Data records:
# # # # #

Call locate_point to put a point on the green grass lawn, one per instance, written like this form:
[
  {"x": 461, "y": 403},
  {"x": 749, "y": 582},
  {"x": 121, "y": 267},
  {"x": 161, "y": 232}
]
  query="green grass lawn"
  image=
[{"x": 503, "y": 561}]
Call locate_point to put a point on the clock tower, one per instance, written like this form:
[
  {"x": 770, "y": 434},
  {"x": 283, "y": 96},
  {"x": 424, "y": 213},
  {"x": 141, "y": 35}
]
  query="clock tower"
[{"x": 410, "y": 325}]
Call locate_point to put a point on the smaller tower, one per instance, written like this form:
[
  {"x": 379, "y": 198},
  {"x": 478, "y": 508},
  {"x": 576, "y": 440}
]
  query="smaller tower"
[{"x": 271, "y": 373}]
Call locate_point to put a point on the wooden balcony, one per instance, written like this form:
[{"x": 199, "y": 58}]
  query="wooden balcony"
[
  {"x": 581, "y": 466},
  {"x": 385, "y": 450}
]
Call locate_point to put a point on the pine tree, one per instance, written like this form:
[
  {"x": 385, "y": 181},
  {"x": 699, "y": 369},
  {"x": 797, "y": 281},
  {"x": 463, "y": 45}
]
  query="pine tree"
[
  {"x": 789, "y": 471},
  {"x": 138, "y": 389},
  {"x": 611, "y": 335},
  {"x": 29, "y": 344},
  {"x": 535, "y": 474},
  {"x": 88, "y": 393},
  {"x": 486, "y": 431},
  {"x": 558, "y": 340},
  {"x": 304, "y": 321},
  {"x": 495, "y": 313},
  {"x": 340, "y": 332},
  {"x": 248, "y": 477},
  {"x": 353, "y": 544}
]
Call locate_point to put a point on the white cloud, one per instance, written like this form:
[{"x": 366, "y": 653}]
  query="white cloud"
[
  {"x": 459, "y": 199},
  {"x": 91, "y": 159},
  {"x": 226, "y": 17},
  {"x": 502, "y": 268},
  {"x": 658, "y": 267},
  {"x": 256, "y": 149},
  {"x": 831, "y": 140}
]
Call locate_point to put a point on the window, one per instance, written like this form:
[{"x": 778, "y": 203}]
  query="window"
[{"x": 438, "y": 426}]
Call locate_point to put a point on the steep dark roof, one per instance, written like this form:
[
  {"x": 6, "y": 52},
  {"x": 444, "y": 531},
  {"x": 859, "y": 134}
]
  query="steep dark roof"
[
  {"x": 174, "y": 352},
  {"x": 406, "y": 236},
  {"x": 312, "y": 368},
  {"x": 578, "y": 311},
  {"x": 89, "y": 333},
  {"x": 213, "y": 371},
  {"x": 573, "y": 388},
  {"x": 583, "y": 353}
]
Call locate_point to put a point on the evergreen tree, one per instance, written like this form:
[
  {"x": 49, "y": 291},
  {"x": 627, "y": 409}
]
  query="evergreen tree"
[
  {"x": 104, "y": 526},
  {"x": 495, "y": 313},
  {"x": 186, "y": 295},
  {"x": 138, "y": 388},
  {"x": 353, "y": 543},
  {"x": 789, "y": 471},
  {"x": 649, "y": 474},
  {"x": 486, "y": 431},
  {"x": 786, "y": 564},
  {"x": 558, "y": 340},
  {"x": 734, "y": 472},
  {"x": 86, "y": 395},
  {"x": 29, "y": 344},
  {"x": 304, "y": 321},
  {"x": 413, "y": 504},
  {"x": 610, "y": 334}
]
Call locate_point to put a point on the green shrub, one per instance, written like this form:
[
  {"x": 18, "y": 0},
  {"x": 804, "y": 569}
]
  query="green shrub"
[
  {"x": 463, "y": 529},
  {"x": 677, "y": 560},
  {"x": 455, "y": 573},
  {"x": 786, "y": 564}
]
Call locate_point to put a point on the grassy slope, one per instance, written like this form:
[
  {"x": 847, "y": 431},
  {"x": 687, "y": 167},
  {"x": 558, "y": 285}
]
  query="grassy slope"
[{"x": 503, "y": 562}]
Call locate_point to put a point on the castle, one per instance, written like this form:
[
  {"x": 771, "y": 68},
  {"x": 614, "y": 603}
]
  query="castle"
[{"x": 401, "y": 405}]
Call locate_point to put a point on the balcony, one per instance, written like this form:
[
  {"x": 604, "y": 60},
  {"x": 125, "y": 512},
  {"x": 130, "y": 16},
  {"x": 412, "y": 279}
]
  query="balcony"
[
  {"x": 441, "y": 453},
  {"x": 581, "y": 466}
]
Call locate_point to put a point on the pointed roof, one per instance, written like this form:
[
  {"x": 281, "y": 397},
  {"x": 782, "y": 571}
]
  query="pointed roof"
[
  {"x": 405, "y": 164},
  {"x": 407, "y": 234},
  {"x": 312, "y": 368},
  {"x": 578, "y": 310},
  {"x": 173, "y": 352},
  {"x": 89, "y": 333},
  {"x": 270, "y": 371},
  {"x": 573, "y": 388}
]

# # # # #

Exercise directions: Wherever the string "lawn" appears in a line of the records, copy that line.

Answer section:
Call locate_point to put a point on the green grass lawn, one per instance, written like this form:
  query="green grass lawn"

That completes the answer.